BOTH of them have proven themselves capable of being deceitful and disloyal (and with each other!) so for him to say you are exaggerating is the ol "the best defense is a good offense" routine at its best.
If he were genuinely devoted to you, I believe that all things considered, he would categorically dismiss her immediately, knowing it is putting another marriage of his in jeopardy.
I would be angry and let him know it. Let him be afraid of your anger. Maybe it will wake him up.
As for her, I would contact her and, in no uncertain terms, make it clear that you are a dangerous person when you are wronged-in more ways than one. For starters you ought to find out something about her, like where she works or who her relatives are, or what newspaper is popular in her town. Tell her you are ready, willing and able to make her life miserable if she threatens the integrity of your family again. You will do everything at your disposal to destroy her peaceful existence if she has the audacity to screw with you OR your husband in any way at any time. Tell her you will see to it that people she knows and works with etc... will all find out her true character when you take out an ad in her local paper to disclose her shenanigans.
In other words, this is NO TIME to be conciliatory with your spouse or her.
If she wants a fight, take her to the mat on this one.
If you're mistaken about any of the details, whatever happens is still due to her and your husband's underhandedness and so have no qualms.
This is war, dear, if you want to save your marriage from this homewrecker and your half-hearted husband.
Is he worth it?

*****

■ Written instruction
Reproduce a passage of the advice reply word for word, beginning at the words "If he were genuinely" and stopping after the words "wake him up.".

■ Raw data
*****

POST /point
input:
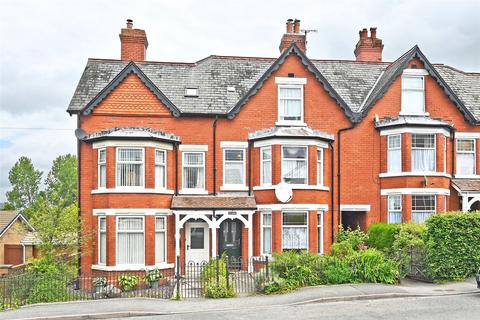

*****

■ Output of the task
If he were genuinely devoted to you, I believe that all things considered, he would categorically dismiss her immediately, knowing it is putting another marriage of his in jeopardy.
I would be angry and let him know it. Let him be afraid of your anger. Maybe it will wake him up.